▶ _Source text_:

________

MS/CS234 Project

Mapping Short Reads to a Reference Genome


02/24/12: Update on Synthesis

I completed a single mapping unit and synthesized it successfully with four systolic array cells/rows of the traditional SW feedback array. This means a four base pair read can be matched to a stream of any length. Unfortunately, when I tried to increase the read length to 101, the synthesis was not able to complete the Place and Route phase in a reasonable amount of time. Remember that the goal is to have many of these units in parallel, and even one is hard to synthesize due to the massive amount of code generated by ROCCC (The main VHDL file is 35,000 lines.). I will consider the feasibility and usefulness of shorter read lengths (in the 30s, perhaps), since some technologies yield reads that are much shorter than 100 base pairs.

Another significant roadblock is how to reprogram the mapping units so that they can map different short reads. Since ROCCC is in development, many features I would like to have are not available, such as the ability to nest Systems (Only Modules are nestable.) and the ability to use systolic array generation in different ways. The latter problem requires that one of the input strings (the read) is required to be declared as a const array in C. This would be an easy problem to get around by changing the VHDL later, if the VHDL code wasn't so huge and hard to read. This is my biggest problem right now: designing a wrapper (or modify the unit itself) that will be able to dynamically change the reads each mapping unit is assigned, which are currently hardcoded in the VHDL code.


02/10/12: Informal Problem Statement

This project's goal is to use ROCCC, a C-to-VHDL compiler, to enable easy usage of C source code describing the Smith-Waterman algorithm for configuring an FPGA that will be able to provide large speedups over current Smith-Waterman implementations that run on software. It will use many mapping units, which take advantage of ROCCC's systolic array optimization, in parallel. Each unit will correspond to a short read/query, and the reference genome will be streamed through all of the units. The short reads will be randomly generated (with artificial sequencing errors) from a reference genome obtained from yet undetermined sources on the internet.

________

▶ _Dataset content_:
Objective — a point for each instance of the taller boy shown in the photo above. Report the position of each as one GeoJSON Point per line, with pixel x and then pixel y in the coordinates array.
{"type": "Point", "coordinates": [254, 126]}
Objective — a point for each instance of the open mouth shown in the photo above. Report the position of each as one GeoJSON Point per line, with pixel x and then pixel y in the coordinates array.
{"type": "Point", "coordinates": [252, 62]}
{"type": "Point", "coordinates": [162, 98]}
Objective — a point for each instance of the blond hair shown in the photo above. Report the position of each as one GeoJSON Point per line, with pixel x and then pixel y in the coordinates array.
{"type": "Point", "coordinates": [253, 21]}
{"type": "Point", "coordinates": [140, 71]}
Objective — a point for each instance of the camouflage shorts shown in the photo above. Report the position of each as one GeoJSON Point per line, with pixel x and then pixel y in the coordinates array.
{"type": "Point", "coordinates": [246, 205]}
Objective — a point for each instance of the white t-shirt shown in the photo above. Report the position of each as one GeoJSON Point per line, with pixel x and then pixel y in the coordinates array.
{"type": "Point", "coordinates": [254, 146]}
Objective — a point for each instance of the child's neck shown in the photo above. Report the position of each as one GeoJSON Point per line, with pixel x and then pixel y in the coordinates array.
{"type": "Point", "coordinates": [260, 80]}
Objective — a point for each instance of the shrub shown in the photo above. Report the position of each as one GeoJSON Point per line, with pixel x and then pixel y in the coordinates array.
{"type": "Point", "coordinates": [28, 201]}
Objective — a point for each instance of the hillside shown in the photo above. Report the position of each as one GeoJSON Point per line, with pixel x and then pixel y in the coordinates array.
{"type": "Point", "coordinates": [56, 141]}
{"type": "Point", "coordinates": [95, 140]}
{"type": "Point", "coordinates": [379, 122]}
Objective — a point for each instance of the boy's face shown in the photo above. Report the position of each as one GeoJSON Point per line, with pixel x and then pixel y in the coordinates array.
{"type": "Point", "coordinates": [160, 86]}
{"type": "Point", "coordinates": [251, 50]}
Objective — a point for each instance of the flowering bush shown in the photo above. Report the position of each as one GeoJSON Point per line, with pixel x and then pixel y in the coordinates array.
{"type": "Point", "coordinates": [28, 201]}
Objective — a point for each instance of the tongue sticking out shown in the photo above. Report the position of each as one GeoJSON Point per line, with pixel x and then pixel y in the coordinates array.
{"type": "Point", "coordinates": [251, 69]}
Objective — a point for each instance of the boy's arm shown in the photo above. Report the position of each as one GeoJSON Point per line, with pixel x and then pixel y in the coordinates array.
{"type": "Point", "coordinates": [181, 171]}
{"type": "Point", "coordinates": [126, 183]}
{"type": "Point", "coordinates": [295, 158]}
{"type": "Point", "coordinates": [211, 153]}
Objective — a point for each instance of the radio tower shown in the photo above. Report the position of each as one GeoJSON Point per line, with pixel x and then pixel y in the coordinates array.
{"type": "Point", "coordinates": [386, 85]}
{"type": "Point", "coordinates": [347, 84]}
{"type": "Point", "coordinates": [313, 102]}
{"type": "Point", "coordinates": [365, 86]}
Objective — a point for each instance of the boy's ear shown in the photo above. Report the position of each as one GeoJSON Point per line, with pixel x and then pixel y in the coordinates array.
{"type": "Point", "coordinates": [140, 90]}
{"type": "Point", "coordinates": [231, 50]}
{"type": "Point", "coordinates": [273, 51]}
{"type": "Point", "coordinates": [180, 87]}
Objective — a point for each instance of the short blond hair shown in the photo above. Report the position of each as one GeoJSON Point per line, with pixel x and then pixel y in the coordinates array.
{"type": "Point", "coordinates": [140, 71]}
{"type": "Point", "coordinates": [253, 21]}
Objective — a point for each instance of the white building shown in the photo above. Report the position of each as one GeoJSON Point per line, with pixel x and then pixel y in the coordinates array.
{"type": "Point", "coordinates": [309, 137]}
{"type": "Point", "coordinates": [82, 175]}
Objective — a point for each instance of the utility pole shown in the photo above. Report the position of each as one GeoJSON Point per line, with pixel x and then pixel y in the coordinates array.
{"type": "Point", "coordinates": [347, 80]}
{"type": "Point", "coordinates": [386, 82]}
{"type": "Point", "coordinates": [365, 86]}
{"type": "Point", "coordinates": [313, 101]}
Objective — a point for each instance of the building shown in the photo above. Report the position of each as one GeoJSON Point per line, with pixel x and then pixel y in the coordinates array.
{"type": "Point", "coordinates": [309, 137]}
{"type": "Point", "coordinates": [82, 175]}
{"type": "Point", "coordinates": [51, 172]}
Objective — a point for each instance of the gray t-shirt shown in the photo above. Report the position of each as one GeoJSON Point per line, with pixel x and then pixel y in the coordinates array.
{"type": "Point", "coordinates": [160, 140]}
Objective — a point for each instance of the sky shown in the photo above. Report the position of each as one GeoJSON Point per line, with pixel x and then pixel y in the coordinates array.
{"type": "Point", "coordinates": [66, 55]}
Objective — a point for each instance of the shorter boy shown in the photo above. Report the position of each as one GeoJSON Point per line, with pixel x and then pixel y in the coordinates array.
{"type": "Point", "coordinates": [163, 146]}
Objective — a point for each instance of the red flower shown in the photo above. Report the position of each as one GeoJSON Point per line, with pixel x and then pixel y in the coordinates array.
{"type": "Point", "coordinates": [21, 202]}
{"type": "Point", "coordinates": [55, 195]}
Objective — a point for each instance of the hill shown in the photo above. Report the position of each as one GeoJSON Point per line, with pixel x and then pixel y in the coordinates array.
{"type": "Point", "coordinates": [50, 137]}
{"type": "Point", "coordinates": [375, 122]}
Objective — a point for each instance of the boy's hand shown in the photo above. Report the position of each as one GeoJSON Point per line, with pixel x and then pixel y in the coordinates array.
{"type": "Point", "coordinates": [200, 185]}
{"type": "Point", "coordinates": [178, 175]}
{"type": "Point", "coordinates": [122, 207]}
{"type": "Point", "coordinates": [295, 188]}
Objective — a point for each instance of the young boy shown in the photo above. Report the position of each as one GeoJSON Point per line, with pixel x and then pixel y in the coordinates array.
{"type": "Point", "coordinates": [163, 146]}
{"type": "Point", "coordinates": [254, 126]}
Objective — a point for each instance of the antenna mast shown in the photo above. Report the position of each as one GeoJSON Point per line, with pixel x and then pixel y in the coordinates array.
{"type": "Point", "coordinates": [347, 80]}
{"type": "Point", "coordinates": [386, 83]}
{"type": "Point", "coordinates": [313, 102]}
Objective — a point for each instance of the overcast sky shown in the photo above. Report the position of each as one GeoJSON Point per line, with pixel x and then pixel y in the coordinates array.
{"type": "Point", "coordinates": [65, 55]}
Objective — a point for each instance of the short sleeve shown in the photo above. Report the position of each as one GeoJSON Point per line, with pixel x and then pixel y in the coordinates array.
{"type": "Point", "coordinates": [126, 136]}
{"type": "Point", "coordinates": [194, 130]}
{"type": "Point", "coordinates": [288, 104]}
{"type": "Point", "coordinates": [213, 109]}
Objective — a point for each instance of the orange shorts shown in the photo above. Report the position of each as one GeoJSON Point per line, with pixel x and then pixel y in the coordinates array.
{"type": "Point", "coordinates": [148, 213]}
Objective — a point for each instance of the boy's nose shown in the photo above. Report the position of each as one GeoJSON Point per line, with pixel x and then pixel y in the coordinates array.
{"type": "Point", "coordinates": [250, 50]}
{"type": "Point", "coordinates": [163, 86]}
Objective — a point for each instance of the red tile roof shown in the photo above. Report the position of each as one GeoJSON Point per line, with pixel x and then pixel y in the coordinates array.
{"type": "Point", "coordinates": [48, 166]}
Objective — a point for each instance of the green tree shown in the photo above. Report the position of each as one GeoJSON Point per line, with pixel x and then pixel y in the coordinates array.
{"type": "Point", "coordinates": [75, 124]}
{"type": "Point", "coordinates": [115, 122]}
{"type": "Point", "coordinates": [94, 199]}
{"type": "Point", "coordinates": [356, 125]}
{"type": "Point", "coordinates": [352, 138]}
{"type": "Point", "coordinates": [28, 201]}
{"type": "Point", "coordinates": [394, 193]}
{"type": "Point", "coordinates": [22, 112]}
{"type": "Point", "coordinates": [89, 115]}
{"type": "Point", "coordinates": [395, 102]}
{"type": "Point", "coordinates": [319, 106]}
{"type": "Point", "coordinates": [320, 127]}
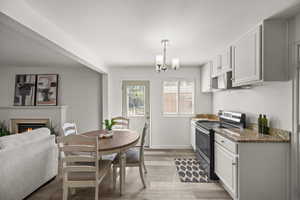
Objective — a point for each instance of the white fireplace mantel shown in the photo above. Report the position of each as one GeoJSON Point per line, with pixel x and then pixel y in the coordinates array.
{"type": "Point", "coordinates": [33, 107]}
{"type": "Point", "coordinates": [56, 114]}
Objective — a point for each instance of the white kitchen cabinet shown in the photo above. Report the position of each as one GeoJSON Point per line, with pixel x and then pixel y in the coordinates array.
{"type": "Point", "coordinates": [193, 134]}
{"type": "Point", "coordinates": [225, 60]}
{"type": "Point", "coordinates": [252, 170]}
{"type": "Point", "coordinates": [216, 65]}
{"type": "Point", "coordinates": [260, 55]}
{"type": "Point", "coordinates": [205, 72]}
{"type": "Point", "coordinates": [226, 168]}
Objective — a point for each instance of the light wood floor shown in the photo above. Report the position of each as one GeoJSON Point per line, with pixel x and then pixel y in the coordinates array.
{"type": "Point", "coordinates": [162, 183]}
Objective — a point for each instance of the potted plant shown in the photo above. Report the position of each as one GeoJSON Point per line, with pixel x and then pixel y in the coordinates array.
{"type": "Point", "coordinates": [108, 124]}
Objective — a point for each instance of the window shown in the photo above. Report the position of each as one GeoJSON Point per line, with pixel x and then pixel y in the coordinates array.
{"type": "Point", "coordinates": [135, 100]}
{"type": "Point", "coordinates": [178, 97]}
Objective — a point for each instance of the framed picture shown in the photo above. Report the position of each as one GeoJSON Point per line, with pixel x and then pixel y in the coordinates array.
{"type": "Point", "coordinates": [25, 88]}
{"type": "Point", "coordinates": [46, 91]}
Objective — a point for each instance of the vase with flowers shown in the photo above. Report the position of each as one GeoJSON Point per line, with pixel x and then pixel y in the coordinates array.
{"type": "Point", "coordinates": [108, 125]}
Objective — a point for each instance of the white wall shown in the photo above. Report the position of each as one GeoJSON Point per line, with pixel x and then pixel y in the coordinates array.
{"type": "Point", "coordinates": [165, 131]}
{"type": "Point", "coordinates": [79, 89]}
{"type": "Point", "coordinates": [273, 99]}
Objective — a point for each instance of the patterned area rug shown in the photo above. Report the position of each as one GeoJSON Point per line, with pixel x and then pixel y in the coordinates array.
{"type": "Point", "coordinates": [189, 170]}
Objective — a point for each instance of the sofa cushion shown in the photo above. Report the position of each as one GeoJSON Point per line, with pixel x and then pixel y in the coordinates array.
{"type": "Point", "coordinates": [14, 140]}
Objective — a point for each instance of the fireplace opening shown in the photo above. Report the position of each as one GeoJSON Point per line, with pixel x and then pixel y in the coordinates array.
{"type": "Point", "coordinates": [26, 127]}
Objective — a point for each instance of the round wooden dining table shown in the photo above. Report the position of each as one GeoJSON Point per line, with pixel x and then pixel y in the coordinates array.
{"type": "Point", "coordinates": [120, 142]}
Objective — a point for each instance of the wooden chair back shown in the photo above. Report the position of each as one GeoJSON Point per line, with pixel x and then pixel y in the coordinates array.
{"type": "Point", "coordinates": [75, 160]}
{"type": "Point", "coordinates": [143, 138]}
{"type": "Point", "coordinates": [69, 128]}
{"type": "Point", "coordinates": [121, 122]}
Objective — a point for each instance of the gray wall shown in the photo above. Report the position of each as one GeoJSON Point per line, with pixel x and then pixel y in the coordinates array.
{"type": "Point", "coordinates": [79, 89]}
{"type": "Point", "coordinates": [166, 132]}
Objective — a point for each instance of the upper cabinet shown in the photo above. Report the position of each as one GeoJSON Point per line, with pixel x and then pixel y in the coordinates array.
{"type": "Point", "coordinates": [260, 55]}
{"type": "Point", "coordinates": [221, 63]}
{"type": "Point", "coordinates": [225, 58]}
{"type": "Point", "coordinates": [247, 58]}
{"type": "Point", "coordinates": [205, 73]}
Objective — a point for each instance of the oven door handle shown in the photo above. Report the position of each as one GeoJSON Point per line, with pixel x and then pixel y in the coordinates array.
{"type": "Point", "coordinates": [202, 130]}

________

▶ _Task prompt_: Can you copy the short-read mapping project page above word for word, from "This project's goal" up to and including "on the internet."?

▶ _Solution_:
This project's goal is to use ROCCC, a C-to-VHDL compiler, to enable easy usage of C source code describing the Smith-Waterman algorithm for configuring an FPGA that will be able to provide large speedups over current Smith-Waterman implementations that run on software. It will use many mapping units, which take advantage of ROCCC's systolic array optimization, in parallel. Each unit will correspond to a short read/query, and the reference genome will be streamed through all of the units. The short reads will be randomly generated (with artificial sequencing errors) from a reference genome obtained from yet undetermined sources on the internet.